Task: Each of the following records is to be printed verbatim.

Stored data entries:
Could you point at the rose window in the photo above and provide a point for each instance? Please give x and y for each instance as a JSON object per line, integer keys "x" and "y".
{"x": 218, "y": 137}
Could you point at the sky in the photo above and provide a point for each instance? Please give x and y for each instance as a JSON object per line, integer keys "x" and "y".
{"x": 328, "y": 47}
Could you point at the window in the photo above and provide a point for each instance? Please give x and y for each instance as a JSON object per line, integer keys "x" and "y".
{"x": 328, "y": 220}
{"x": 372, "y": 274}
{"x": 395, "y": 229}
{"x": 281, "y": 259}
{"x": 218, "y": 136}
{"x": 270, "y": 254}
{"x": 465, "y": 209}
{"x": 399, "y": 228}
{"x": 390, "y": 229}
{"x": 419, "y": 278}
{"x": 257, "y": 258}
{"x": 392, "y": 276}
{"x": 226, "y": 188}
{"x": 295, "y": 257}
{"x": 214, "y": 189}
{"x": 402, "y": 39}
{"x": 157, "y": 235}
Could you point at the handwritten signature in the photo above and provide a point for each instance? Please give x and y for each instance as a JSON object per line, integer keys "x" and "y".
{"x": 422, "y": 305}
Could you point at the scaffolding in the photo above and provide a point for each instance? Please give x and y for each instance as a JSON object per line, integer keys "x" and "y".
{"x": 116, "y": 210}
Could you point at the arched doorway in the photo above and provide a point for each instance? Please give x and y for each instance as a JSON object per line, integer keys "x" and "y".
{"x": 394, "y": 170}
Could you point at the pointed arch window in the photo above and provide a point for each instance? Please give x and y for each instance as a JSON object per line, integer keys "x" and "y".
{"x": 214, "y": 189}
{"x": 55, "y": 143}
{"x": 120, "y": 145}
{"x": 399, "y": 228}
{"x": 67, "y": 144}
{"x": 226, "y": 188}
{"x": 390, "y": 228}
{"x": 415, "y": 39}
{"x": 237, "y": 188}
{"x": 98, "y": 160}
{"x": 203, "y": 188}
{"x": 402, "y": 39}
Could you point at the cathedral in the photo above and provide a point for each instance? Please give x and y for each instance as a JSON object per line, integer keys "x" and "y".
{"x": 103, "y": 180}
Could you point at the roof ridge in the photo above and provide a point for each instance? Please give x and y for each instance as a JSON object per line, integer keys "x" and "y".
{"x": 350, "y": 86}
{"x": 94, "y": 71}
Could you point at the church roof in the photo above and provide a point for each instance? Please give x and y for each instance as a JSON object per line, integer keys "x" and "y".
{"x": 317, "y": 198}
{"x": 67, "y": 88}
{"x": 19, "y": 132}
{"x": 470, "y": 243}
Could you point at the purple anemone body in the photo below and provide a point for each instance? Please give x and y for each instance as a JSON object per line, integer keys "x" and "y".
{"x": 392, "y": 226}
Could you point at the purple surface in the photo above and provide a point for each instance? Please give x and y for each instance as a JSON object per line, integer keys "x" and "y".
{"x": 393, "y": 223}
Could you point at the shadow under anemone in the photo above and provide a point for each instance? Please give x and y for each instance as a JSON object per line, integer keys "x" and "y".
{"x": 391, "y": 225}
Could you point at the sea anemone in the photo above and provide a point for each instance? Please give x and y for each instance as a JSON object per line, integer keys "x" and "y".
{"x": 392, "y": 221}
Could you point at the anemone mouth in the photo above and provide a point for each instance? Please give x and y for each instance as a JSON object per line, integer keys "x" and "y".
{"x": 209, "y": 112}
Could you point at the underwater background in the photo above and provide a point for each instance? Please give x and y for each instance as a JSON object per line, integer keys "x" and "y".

Written reply:
Could you point at the rose window in the photo above and provide a point for each instance? Please give x and y for each instance as a JSON object per line, integer keys "x" and "y".
{"x": 218, "y": 137}
Could you point at the sky in the photo above and provide a point for each instance? Please give x and y for each instance as a JSON object per line, integer keys "x" and "y".
{"x": 328, "y": 47}
Could you point at the window in the photo above and provide a point for each instance? Please give x and y for each instance as a JSON object per line, integer keys "x" and "y".
{"x": 328, "y": 220}
{"x": 372, "y": 274}
{"x": 395, "y": 229}
{"x": 281, "y": 259}
{"x": 218, "y": 136}
{"x": 270, "y": 254}
{"x": 465, "y": 209}
{"x": 399, "y": 228}
{"x": 390, "y": 229}
{"x": 419, "y": 278}
{"x": 257, "y": 258}
{"x": 392, "y": 276}
{"x": 226, "y": 188}
{"x": 295, "y": 257}
{"x": 214, "y": 189}
{"x": 402, "y": 39}
{"x": 157, "y": 235}
Could you point at the handwritten signature in the photo above and provide a point for each instance? Please give x and y for each instance as a JSON object per line, integer keys "x" and "y".
{"x": 422, "y": 305}
Could you point at the scaffolding in the photo above and provide a point for each instance? Please give x and y for each instance as a JSON object per line, integer keys "x" and "y".
{"x": 116, "y": 210}
Could you point at the arched doorway in the photo above and provide a point for each instance? Please give x and y for each instance as a JSON object per line, integer keys "x" and "y".
{"x": 394, "y": 170}
Could you point at the pointed arch window in the photo above and provide a point for each instance? Please give x and y for each instance as a JSON object per line, integer keys "x" and "y".
{"x": 214, "y": 189}
{"x": 55, "y": 143}
{"x": 120, "y": 145}
{"x": 399, "y": 228}
{"x": 67, "y": 144}
{"x": 226, "y": 188}
{"x": 390, "y": 228}
{"x": 415, "y": 39}
{"x": 237, "y": 188}
{"x": 98, "y": 160}
{"x": 203, "y": 188}
{"x": 402, "y": 39}
Could you point at the cathedral in the photo above and provide a point for each instance? Please give x and y for each instance as a JSON object per line, integer keys "x" and "y".
{"x": 103, "y": 180}
Could you point at the roof ridge in the photo above and provide a point for each instance? Please give x and y for each instance as a JSON object per line, integer keys "x" and "y".
{"x": 350, "y": 86}
{"x": 94, "y": 71}
Could you point at the church roof in the photo above and provide a point for each instance? Please give x and y for each instance as a JSON object per line, integer keys "x" and "y".
{"x": 317, "y": 198}
{"x": 67, "y": 88}
{"x": 19, "y": 132}
{"x": 470, "y": 243}
Could you point at the purple anemone body in the photo below and provide a point for each instance? Please give x and y for each instance as a JSON object per line, integer keys "x" and "y".
{"x": 392, "y": 226}
Could you point at the purple surface in the photo above and provide a point for each instance? Please give x and y for each instance as a JSON object per line, integer keys "x" and "y".
{"x": 393, "y": 223}
Could you point at the shadow under anemone in the photo above and provide a point for each instance? Please give x and y for each instance as a JSON object per line, integer keys "x" and "y".
{"x": 391, "y": 225}
Could you point at the sea anemone in the photo above and provide a point for each instance? Please give x and y for each instance as a JSON object per line, integer keys "x" and "y".
{"x": 392, "y": 221}
Could you point at the anemone mouth in the photo above and provide a point for each instance? Please give x and y for each instance as a JSON object per line, integer keys "x" and "y".
{"x": 209, "y": 112}
Could you point at the underwater background in the photo above and provide a point for each instance? Please give x and y for each instance as a JSON object per line, integer keys "x" and "y".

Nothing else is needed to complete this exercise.